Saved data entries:
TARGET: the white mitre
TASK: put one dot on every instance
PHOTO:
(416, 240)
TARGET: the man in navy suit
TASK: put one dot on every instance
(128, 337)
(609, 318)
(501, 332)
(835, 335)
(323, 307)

> _Exercise requirements_
Copy all of the rows above line for line, changing nothing.

> _Response_
TARGET: the white mitre
TASK: put one dot on every instance
PHOTO:
(416, 240)
TARGET: the man in navy suit
TASK: put one dot on every instance
(128, 337)
(609, 318)
(501, 332)
(835, 335)
(323, 307)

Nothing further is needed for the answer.